Dataset rows:
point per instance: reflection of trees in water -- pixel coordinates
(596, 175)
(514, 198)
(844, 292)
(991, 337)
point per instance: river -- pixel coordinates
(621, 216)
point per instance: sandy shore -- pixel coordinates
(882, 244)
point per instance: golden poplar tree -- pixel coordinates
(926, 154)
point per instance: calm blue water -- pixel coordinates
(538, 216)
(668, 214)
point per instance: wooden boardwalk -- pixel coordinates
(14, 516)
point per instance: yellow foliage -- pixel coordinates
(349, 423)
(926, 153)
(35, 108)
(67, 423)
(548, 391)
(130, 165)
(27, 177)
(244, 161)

#### [GOAL OF THE EXERCISE]
Copy out every line of the records above without any changes.

#### [COMPLETED EXERCISE]
point per instance: reflection of trees in water -- pixel coordinates
(596, 175)
(514, 198)
(844, 292)
(991, 337)
point per instance: river -- pixel coordinates
(621, 216)
point per instance: sandy shore -- pixel coordinates
(882, 244)
point per instance: golden poplar tree -- pixel coordinates
(926, 154)
point per instance: calm blue water -- pixel coordinates
(538, 216)
(668, 214)
point per instance: wooden boardwalk -- pixel coordinates
(14, 516)
point per instance: yellow foliage -- pixel coordinates
(349, 423)
(926, 153)
(35, 108)
(67, 423)
(548, 391)
(130, 165)
(27, 177)
(244, 161)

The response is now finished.